◆ **Materials provided**:
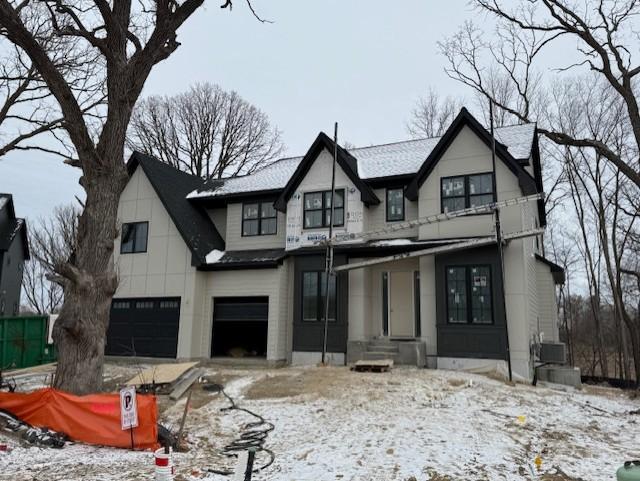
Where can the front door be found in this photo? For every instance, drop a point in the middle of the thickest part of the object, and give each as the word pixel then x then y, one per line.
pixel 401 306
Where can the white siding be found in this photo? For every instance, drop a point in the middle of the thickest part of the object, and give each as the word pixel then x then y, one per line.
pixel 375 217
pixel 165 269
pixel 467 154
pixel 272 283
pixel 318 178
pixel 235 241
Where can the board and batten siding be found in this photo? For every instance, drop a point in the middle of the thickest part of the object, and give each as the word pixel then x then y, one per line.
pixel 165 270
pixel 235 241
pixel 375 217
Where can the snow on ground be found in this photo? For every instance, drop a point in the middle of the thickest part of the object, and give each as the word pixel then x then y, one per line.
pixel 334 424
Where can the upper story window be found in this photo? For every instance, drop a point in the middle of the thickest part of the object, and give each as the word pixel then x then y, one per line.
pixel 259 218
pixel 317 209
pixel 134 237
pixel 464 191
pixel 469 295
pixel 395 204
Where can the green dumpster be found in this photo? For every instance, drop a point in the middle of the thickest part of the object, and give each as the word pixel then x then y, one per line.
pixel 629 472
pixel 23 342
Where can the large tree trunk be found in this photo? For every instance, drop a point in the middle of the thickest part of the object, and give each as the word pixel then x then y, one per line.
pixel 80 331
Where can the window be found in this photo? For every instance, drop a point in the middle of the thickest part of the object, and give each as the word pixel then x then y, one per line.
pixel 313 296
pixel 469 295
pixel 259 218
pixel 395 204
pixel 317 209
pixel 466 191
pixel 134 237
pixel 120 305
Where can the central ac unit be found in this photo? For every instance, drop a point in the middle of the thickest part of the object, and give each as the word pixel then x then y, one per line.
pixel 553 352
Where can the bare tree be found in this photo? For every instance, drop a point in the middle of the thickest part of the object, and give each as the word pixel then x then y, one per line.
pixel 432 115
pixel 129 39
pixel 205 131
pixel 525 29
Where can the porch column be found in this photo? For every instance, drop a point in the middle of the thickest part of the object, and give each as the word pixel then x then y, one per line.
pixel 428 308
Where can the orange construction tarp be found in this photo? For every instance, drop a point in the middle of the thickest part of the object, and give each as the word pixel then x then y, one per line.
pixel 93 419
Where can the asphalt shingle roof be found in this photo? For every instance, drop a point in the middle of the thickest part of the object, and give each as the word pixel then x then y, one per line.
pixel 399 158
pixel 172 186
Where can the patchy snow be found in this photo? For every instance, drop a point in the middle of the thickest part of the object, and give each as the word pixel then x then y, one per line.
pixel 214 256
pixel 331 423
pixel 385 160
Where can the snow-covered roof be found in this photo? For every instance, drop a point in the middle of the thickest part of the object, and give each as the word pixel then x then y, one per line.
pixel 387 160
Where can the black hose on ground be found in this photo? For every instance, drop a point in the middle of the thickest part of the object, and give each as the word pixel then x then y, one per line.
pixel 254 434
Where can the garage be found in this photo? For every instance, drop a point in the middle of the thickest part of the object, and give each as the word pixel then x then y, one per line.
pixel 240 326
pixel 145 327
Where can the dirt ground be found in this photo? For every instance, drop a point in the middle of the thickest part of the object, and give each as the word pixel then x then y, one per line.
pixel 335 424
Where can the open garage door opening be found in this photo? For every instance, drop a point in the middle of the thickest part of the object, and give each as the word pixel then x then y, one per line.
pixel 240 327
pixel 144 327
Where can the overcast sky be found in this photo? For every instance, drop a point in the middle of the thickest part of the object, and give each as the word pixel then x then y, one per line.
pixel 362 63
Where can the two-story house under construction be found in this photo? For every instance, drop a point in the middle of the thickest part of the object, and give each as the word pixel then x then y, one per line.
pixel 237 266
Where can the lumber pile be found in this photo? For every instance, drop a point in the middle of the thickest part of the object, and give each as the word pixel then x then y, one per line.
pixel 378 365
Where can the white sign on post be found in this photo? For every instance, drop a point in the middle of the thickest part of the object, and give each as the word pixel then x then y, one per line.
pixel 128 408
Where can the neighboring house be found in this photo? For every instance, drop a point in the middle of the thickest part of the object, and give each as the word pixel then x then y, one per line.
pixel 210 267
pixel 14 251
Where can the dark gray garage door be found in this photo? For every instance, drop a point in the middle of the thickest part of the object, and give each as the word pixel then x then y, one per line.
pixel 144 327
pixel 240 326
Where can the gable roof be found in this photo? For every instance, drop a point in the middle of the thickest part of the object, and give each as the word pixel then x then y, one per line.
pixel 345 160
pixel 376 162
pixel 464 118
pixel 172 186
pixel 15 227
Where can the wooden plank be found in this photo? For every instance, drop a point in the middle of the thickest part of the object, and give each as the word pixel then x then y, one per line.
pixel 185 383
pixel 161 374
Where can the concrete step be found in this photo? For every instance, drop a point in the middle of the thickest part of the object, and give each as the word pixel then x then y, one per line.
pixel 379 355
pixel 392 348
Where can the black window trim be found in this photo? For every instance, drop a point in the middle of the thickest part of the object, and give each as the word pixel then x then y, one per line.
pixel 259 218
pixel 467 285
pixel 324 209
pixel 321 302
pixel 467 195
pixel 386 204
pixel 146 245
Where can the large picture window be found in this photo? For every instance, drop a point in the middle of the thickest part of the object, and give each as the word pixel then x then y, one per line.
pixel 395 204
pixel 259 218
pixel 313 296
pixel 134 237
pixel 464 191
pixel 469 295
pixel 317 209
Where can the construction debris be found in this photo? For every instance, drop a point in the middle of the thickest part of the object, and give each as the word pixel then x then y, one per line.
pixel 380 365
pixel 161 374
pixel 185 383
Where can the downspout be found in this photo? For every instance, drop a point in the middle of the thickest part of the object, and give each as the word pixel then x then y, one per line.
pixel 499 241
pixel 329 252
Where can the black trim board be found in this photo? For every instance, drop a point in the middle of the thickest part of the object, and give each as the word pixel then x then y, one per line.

* * *

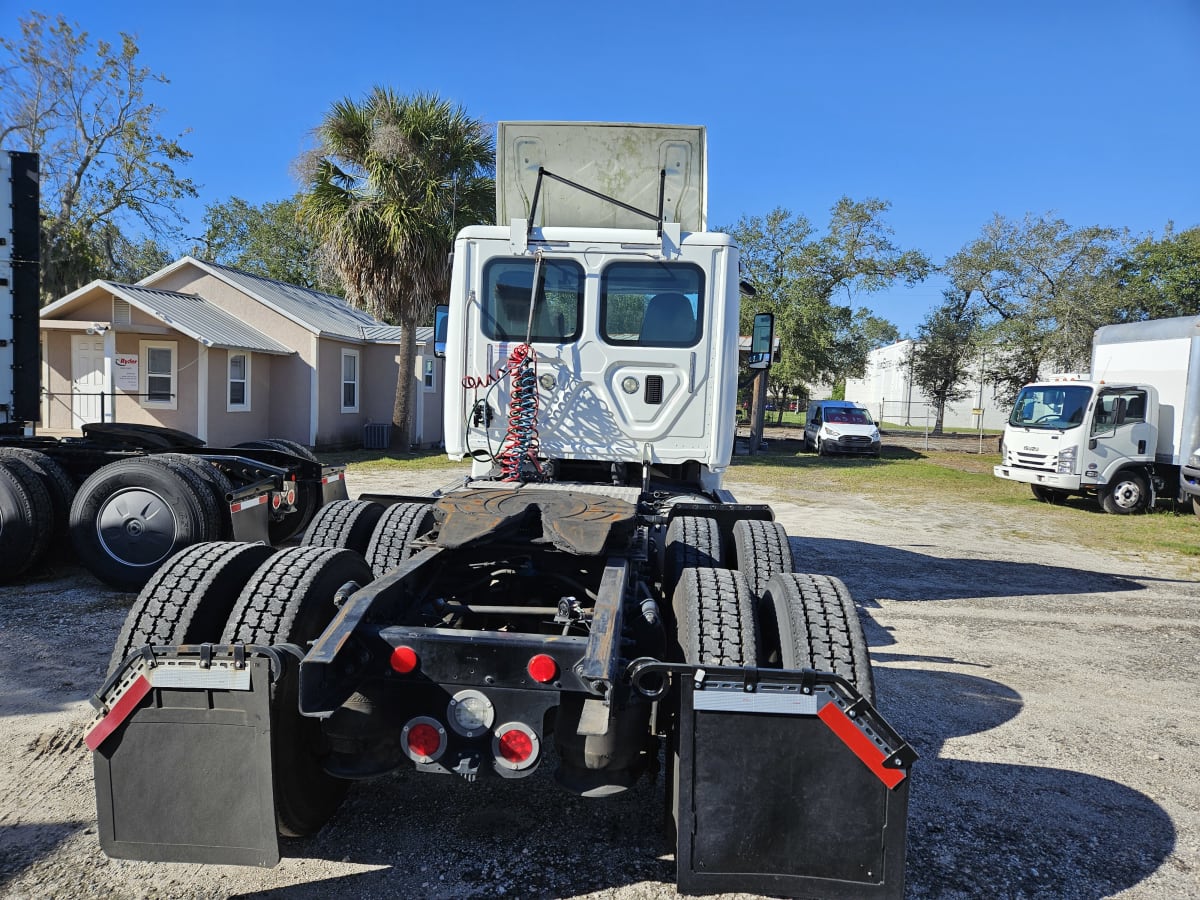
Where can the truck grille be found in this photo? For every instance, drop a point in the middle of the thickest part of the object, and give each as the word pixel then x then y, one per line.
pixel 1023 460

◆ **Problem requirements**: Reproduce verbatim only the segment of the listing bounded by the line containing "Where can the wooden" and the line containing "Where can the black trim", with both boundary lines included.

◆ **Solution to the problem**:
Where can the wooden plank be found in this photo? For every instance, drop a point in the middle of the thickest part of the object, and give each as the word pixel then x then y, one per line.
pixel 185 383
pixel 161 374
Where can the concrete step be found in this photo? For every instance, drop a point in the middle of the thickest part of the object, and give each as the word pixel then x then y, one per line.
pixel 379 355
pixel 392 348
Where can the black window trim be found in this photo? For every instance, drop a point in the middle of the thickest part of the object, and give each as the word pixel then x then y, one per line.
pixel 259 218
pixel 467 285
pixel 324 209
pixel 321 302
pixel 467 195
pixel 386 204
pixel 146 245
Where can the large picture window be found in this photo? For every instance, drop a point in the middle of the thickest part of the object, and give each as the word pixel then x then y, one per line.
pixel 395 204
pixel 259 218
pixel 313 296
pixel 134 237
pixel 464 191
pixel 469 295
pixel 317 209
Where can the construction debris be found in this photo? For every instance, drop a point in the middle of the thickest part of the object, and give each as the word pixel then x then y, one per line.
pixel 380 365
pixel 161 374
pixel 185 383
Where can the downspout be found in this photo? For every instance, drop a point in the middle of the thickest part of the object, and give each as the word pixel then x then y, one per line.
pixel 499 241
pixel 329 252
Where can the black trim board be found in this photo? For every instance, drop a point in the middle of the thickest part of the object, and give each as the word pixel then x then y, one per line.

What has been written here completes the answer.